Image-based multiplex immune profiling of cancer tissues: translational implications. A report of the International Immuno-oncology Biomarker Working Group on Breast Cancer

Chowdhury Arif Jahangir et al. J Pathol. 2024 Mar.

Abstract

Recent advances in the field of immuno-oncology have brought transformative changes in the management of cancer patients. The immune profile of tumours has been found to have key value in predicting disease prognosis and treatment response in various cancers. Multiplex immunohistochemistry and immunofluorescence have emerged as potent tools for the simultaneous detection of multiple protein biomarkers in a single tissue section, thereby expanding opportunities for molecular and immune profiling while preserving tissue samples. By establishing the phenotype of individual tumour cells when distributed within a mixed cell population, the identification of clinically relevant biomarkers with high-throughput multiplex immunophenotyping of tumour samples has great potential to guide appropriate treatment choices. Moreover, the emergence of novel multi-marker imaging approaches can now provide unprecedented insights into the tumour microenvironment, including the potential interplay between various cell types. However, there are significant challenges to widespread integration of these technologies in daily research and clinical practice. This review addresses the challenges and potential solutions within a structured framework of action from a regulatory and clinical trial perspective. New developments within the field of immunophenotyping using multiplexed tissue imaging platforms and associated digital pathology are also described, with a specific focus on translational implications across different subtypes of cancer. © 2024 The Authors. The Journal of Pathology published by John Wiley & Sons Ltd on behalf of The Pathological Society of Great Britain and Ireland.

++++++++++

_Exercise A_
In the abstract on image-based multiplex immune profiling of cancer tissues, what do multiplex immunohistochemistry and immunofluorescence detect at the same time?
_Exercise B_
From the abstract on multiplex immune profiling, copy the passage from "Image-based multiplex immune" to "Pathol. 2024 Mar.".

_The data_
++++++++++

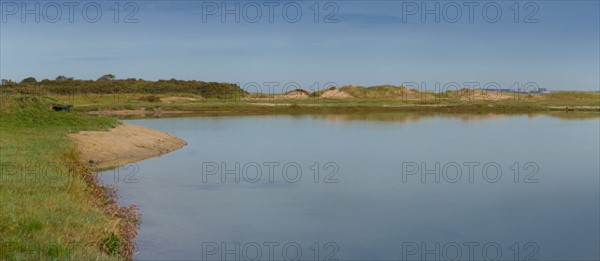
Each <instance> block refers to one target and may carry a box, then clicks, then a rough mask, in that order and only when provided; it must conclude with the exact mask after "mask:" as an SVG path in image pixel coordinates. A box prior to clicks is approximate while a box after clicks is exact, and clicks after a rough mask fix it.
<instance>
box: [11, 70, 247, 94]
mask: <svg viewBox="0 0 600 261" xmlns="http://www.w3.org/2000/svg"><path fill="white" fill-rule="evenodd" d="M0 90H2V91H0V92H5V90H11V92H16V93H19V94H31V95H42V96H43V95H46V96H47V95H78V94H82V95H90V94H118V93H121V94H124V93H139V94H152V95H156V94H166V93H173V94H195V95H200V96H202V97H204V98H209V99H210V98H214V99H233V98H240V97H245V96H246V95H247V94H248V93H247V92H246V91H244V90H242V89H241V88H240V87H239V86H238V85H237V84H232V83H220V82H203V81H195V80H192V81H183V80H176V79H171V80H158V81H146V80H142V79H135V78H131V79H116V78H115V76H114V75H112V74H107V75H104V76H102V77H100V78H98V79H97V80H95V81H93V80H77V79H73V78H72V77H71V78H69V77H66V76H63V75H61V76H58V77H56V79H55V80H49V79H44V80H42V81H37V80H36V79H35V78H33V77H29V78H26V79H24V80H23V81H21V82H20V83H15V82H13V81H10V80H3V81H2V85H1V86H0Z"/></svg>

++++++++++

_Task solution A_
Multiple protein biomarkers in a single tissue section.

_Task solution B_
Image-based multiplex immune profiling of cancer tissues: translational implications. A report of the International Immuno-oncology Biomarker Working Group on Breast Cancer

Chowdhury Arif Jahangir et al. J Pathol. 2024 Mar.